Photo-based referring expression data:
········

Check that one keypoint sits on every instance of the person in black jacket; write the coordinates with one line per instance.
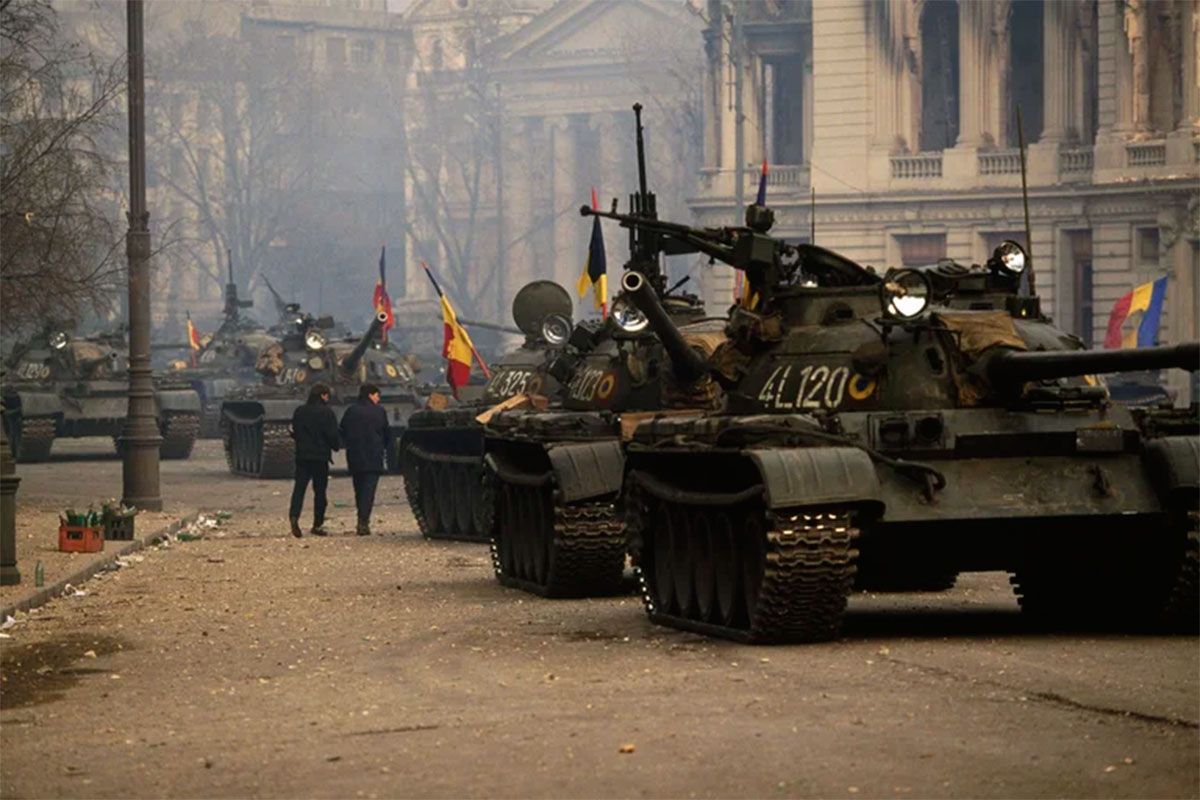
(315, 428)
(367, 439)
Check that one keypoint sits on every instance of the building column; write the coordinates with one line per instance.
(1059, 70)
(973, 32)
(568, 198)
(520, 211)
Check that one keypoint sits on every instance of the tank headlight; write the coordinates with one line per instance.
(556, 329)
(905, 294)
(1009, 258)
(627, 317)
(315, 341)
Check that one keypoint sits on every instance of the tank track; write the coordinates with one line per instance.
(1128, 587)
(36, 439)
(179, 433)
(210, 422)
(258, 449)
(437, 504)
(580, 554)
(790, 575)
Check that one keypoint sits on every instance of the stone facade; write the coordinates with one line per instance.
(909, 138)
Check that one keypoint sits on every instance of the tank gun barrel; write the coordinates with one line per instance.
(688, 365)
(491, 326)
(351, 362)
(1012, 366)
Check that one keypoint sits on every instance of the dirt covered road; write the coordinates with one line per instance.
(250, 663)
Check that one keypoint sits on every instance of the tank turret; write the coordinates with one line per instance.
(352, 359)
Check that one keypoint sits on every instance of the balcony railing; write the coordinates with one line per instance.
(1075, 161)
(924, 166)
(1151, 154)
(786, 178)
(1001, 162)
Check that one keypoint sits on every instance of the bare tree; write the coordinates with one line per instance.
(61, 226)
(235, 136)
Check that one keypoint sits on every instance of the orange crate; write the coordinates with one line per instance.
(81, 539)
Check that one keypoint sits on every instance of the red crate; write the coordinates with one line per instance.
(81, 539)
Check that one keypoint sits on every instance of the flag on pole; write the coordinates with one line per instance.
(456, 344)
(381, 300)
(595, 269)
(1135, 316)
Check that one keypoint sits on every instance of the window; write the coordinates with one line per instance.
(939, 74)
(921, 250)
(335, 52)
(1147, 245)
(364, 53)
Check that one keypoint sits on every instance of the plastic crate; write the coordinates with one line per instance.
(81, 539)
(119, 528)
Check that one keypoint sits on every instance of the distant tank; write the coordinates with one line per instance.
(256, 420)
(442, 451)
(63, 386)
(227, 356)
(556, 474)
(907, 423)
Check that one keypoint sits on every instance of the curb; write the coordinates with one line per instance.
(46, 594)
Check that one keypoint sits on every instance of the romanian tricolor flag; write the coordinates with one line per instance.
(456, 344)
(1134, 319)
(382, 300)
(193, 337)
(595, 270)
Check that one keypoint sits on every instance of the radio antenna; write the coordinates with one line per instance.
(1025, 202)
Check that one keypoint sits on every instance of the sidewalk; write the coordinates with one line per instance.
(37, 540)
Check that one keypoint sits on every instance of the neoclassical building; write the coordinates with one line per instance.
(900, 115)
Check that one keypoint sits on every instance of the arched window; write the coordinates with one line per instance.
(939, 74)
(1025, 43)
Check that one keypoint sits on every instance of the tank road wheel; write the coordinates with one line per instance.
(463, 497)
(727, 571)
(660, 547)
(179, 433)
(34, 439)
(703, 569)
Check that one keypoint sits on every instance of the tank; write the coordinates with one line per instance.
(556, 474)
(256, 420)
(58, 385)
(442, 450)
(227, 358)
(913, 422)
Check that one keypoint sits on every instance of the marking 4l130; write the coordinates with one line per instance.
(815, 386)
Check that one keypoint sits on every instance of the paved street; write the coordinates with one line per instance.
(253, 665)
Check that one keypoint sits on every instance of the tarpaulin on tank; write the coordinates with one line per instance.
(979, 330)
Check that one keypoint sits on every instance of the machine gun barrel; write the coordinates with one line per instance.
(688, 365)
(1012, 366)
(351, 362)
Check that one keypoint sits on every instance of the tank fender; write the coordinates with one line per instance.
(588, 469)
(1174, 467)
(178, 400)
(815, 476)
(39, 403)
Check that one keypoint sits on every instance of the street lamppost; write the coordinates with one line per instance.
(139, 437)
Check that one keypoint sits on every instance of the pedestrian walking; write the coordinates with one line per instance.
(315, 429)
(367, 439)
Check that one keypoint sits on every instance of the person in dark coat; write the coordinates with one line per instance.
(367, 439)
(315, 429)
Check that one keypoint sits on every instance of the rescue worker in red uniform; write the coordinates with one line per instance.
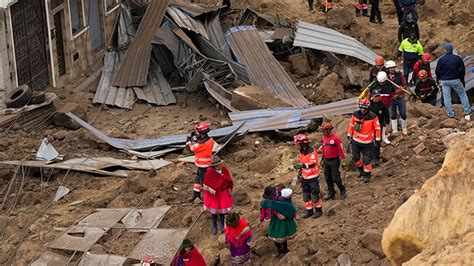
(362, 6)
(379, 66)
(423, 64)
(201, 144)
(332, 153)
(364, 131)
(309, 176)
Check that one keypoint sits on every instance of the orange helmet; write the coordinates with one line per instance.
(301, 138)
(379, 61)
(426, 57)
(202, 127)
(326, 126)
(364, 104)
(422, 74)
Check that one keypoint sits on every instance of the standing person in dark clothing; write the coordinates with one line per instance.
(333, 153)
(450, 70)
(362, 7)
(426, 88)
(379, 66)
(380, 109)
(375, 12)
(399, 11)
(407, 28)
(408, 7)
(412, 51)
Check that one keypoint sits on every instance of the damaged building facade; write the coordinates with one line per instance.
(52, 42)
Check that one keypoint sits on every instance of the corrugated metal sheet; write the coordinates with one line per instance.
(108, 94)
(336, 108)
(264, 69)
(186, 21)
(209, 50)
(219, 93)
(197, 9)
(156, 91)
(134, 68)
(321, 38)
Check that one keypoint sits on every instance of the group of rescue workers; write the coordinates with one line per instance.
(380, 106)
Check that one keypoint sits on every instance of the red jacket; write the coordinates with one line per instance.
(332, 147)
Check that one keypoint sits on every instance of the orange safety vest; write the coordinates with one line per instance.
(202, 153)
(307, 160)
(369, 128)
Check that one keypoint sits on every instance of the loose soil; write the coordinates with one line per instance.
(30, 220)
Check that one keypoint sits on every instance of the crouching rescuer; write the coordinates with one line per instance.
(201, 144)
(308, 173)
(364, 131)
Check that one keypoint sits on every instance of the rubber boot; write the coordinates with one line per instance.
(221, 222)
(318, 212)
(366, 177)
(329, 197)
(361, 171)
(384, 136)
(344, 194)
(307, 214)
(214, 224)
(405, 127)
(394, 126)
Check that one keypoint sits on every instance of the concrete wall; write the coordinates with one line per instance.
(5, 83)
(81, 44)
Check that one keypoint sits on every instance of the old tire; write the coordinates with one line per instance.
(38, 98)
(18, 97)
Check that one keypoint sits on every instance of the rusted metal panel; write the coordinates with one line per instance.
(161, 244)
(264, 69)
(103, 218)
(219, 93)
(197, 9)
(50, 258)
(321, 38)
(134, 67)
(78, 238)
(142, 219)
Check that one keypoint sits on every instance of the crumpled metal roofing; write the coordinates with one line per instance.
(324, 39)
(264, 70)
(133, 69)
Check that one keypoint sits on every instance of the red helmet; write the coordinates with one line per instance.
(379, 61)
(301, 138)
(422, 74)
(426, 57)
(326, 126)
(202, 127)
(364, 104)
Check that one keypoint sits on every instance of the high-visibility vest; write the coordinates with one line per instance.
(202, 153)
(369, 128)
(307, 160)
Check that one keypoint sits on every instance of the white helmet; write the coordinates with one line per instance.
(381, 76)
(390, 64)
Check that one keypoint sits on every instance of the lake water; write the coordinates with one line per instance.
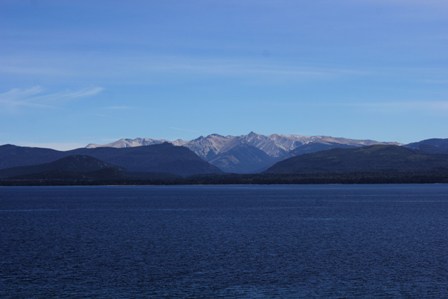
(328, 241)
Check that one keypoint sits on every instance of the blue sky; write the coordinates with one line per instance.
(78, 72)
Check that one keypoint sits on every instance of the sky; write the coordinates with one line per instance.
(79, 72)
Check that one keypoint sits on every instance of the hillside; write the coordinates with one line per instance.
(376, 158)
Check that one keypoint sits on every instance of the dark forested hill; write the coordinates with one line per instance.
(376, 158)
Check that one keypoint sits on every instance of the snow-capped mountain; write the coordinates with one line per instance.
(121, 143)
(249, 153)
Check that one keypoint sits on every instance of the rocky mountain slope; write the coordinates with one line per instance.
(252, 152)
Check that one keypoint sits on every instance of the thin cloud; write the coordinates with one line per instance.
(429, 106)
(36, 97)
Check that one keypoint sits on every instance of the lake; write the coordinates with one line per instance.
(289, 241)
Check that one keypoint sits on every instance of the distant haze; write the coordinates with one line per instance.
(79, 72)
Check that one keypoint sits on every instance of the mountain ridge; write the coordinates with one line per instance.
(220, 150)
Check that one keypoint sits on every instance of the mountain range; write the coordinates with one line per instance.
(229, 158)
(163, 158)
(249, 153)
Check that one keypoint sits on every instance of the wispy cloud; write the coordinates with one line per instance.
(118, 107)
(37, 97)
(429, 106)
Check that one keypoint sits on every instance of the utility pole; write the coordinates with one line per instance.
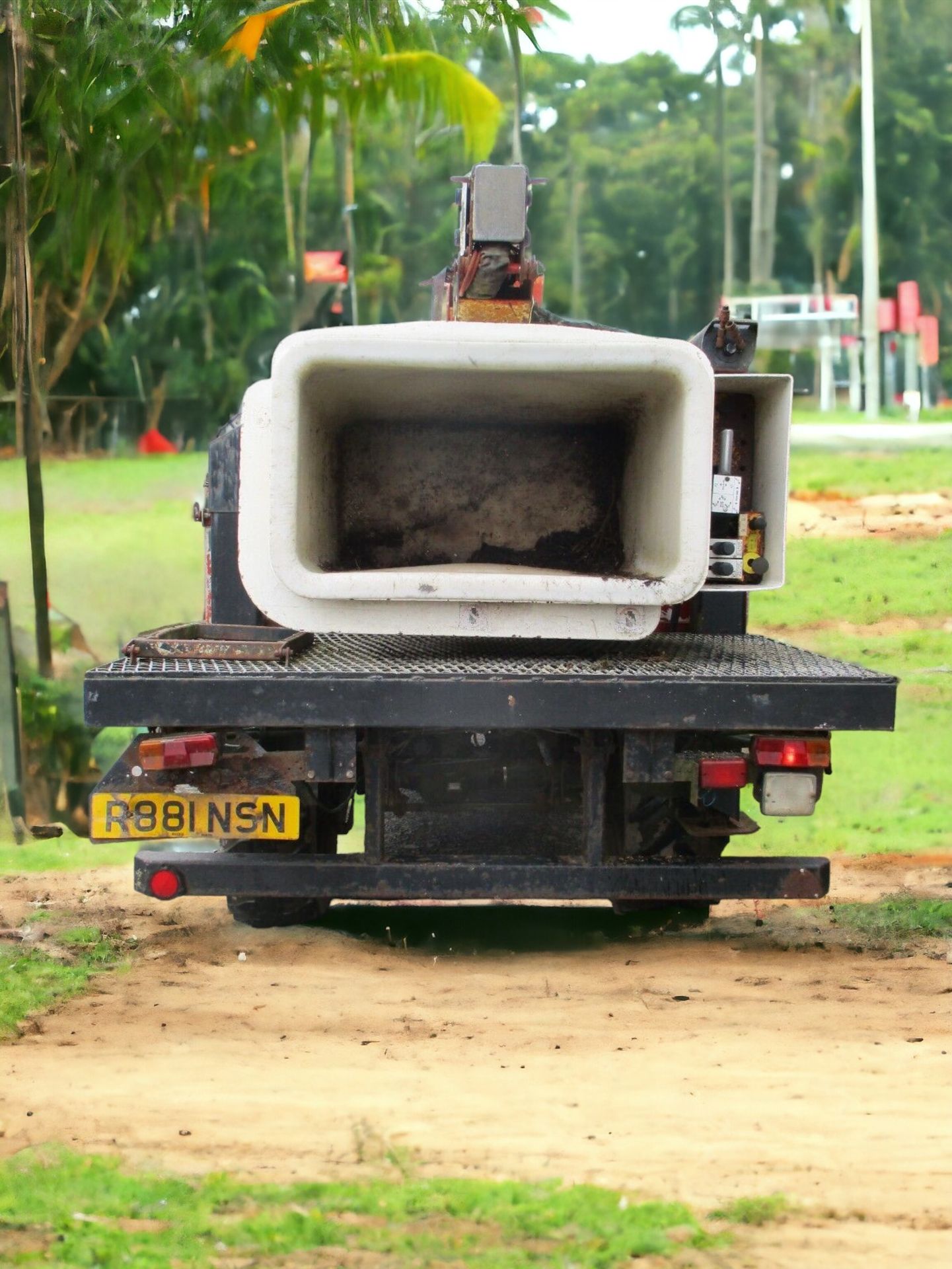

········

*YOUR ASSIGNMENT*. Your answer must be the lines from the line containing "Check that one keypoint sits on every instance of the lake;" through the final line of the data, written out exactly, both ends included and pictures left out.

*ANSWER*.
Check that one keypoint sits on every instance of the lake; write the coordinates with one line per instance.
(289, 241)
Check that one keypoint sits on every instance of the distant haze; write the coordinates with one line per instance.
(79, 72)
Check that one keypoint sits on every instance of the mountain ridge; write the coordinates with one line per instance.
(220, 150)
Check that one keypoint sits on every instance of the mountain range; write the coordinates with one line per instance.
(229, 158)
(163, 158)
(249, 153)
Check that one keypoint sits on every instance of the wispy cloud; write the coordinates with one line per instance.
(118, 107)
(37, 97)
(429, 106)
Check that one keypoint sits on every instance of the utility pole; write the coordinates with one line per instance.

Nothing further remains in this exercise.